- [EXTRACTED MATERIAL]:
※

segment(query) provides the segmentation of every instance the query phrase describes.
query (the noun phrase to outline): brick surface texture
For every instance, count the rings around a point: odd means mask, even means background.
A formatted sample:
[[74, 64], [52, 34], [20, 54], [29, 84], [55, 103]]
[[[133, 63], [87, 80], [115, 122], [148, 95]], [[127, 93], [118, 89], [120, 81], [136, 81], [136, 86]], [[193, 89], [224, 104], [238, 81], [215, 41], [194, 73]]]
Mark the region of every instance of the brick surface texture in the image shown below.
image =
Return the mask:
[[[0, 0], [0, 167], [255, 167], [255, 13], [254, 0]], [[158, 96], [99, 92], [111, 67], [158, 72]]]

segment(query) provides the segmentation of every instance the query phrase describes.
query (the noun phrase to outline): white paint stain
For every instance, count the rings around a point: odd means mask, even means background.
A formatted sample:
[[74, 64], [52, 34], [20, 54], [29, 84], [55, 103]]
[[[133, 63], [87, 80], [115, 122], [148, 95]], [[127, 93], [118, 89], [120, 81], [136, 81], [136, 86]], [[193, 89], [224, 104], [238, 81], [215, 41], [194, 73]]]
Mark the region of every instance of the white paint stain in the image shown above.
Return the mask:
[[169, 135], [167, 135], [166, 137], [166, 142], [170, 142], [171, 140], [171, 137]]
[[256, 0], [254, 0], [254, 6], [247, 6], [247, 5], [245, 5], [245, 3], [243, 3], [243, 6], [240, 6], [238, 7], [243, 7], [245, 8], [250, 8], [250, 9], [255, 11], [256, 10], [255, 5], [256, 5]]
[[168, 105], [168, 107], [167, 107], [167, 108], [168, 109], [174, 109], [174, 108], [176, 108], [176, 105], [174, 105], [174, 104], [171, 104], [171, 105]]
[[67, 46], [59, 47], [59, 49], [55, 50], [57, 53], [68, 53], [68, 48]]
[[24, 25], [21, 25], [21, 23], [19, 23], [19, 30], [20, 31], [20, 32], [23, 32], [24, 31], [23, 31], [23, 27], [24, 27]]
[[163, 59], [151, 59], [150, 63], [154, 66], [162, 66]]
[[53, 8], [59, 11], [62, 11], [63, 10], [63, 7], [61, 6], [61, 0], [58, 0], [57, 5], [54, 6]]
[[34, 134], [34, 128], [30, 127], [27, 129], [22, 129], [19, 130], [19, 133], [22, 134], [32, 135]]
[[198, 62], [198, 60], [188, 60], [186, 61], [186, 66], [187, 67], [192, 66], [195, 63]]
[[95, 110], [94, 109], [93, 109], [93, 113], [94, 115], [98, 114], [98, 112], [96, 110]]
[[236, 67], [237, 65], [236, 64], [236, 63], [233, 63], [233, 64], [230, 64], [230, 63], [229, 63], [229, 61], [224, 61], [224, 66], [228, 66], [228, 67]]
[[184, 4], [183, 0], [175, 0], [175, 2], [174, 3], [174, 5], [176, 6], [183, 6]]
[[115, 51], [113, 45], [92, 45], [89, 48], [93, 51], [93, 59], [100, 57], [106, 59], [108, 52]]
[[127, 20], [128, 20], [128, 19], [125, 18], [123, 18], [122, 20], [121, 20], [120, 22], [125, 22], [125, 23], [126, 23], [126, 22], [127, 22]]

※

- [REQUIREMENTS]:
All entries shown above should be printed again exactly.

- [RESPONSE FOR THIS EXERCISE]:
segment(query) provides the segmentation of every instance the query phrase describes.
query (the noun phrase to outline): brick surface texture
For every instance, count the rings around a point: odd means mask, even means background.
A formatted sample:
[[74, 64], [52, 34], [20, 54], [29, 84], [55, 103]]
[[[133, 63], [87, 80], [115, 122], [148, 95]], [[127, 93], [118, 89], [120, 81], [136, 81], [136, 86]], [[193, 89], [224, 104], [238, 81], [215, 41], [194, 73]]]
Mark the region of every instance of the brick surface texture in the image shown below.
image =
Return the mask:
[[[0, 0], [0, 167], [255, 167], [255, 13], [254, 0]], [[158, 96], [99, 92], [111, 67], [158, 72]]]

segment(query) provides the segmentation of every instance the query phrase describes.
query (the noun phrase to outline): white paint stain
For every instance, count the rings around a point: odd means mask, even means background.
A formatted sample:
[[74, 64], [52, 34], [20, 54], [29, 84], [55, 103]]
[[[133, 63], [87, 80], [115, 122], [148, 95]], [[127, 93], [118, 89], [120, 81], [136, 81], [136, 86]], [[193, 89], [224, 104], [238, 81], [215, 41], [194, 73]]]
Mark the region of every instance of the white paint stain in the image shown above.
Return the mask:
[[169, 135], [167, 135], [166, 137], [166, 142], [170, 142], [171, 140], [171, 137]]
[[256, 0], [254, 0], [254, 6], [247, 6], [247, 5], [245, 5], [245, 3], [243, 3], [243, 6], [240, 6], [238, 7], [243, 7], [245, 8], [250, 8], [250, 9], [255, 11], [256, 10], [255, 5], [256, 5]]
[[168, 105], [168, 107], [167, 107], [167, 108], [168, 109], [174, 109], [174, 108], [176, 108], [176, 105], [174, 105], [174, 104], [171, 104], [171, 105]]
[[67, 46], [59, 47], [59, 49], [55, 50], [57, 53], [68, 53], [68, 48]]
[[24, 25], [21, 25], [21, 23], [19, 23], [19, 30], [20, 31], [20, 32], [23, 32], [24, 31], [23, 31], [23, 27], [24, 27]]
[[163, 59], [151, 59], [150, 63], [154, 66], [162, 66]]
[[53, 8], [59, 11], [62, 11], [63, 10], [63, 7], [61, 6], [61, 0], [58, 0], [57, 5], [54, 6]]
[[34, 134], [34, 128], [30, 127], [27, 129], [22, 129], [19, 130], [19, 133], [22, 134], [32, 135]]
[[198, 62], [198, 60], [188, 60], [186, 61], [186, 66], [187, 67], [192, 66], [195, 63]]
[[95, 110], [94, 109], [93, 109], [93, 113], [94, 115], [98, 114], [98, 112], [96, 110]]
[[236, 67], [237, 65], [236, 64], [236, 63], [233, 63], [233, 64], [230, 64], [230, 63], [229, 63], [229, 61], [224, 61], [224, 66], [228, 66], [228, 67]]
[[184, 4], [183, 0], [175, 0], [175, 2], [174, 3], [174, 5], [176, 6], [183, 6]]
[[115, 51], [113, 45], [92, 45], [89, 48], [93, 51], [93, 59], [100, 57], [106, 59], [108, 52]]
[[127, 20], [128, 20], [128, 19], [125, 18], [123, 18], [122, 20], [121, 20], [120, 22], [125, 22], [125, 23], [126, 23], [126, 22], [127, 22]]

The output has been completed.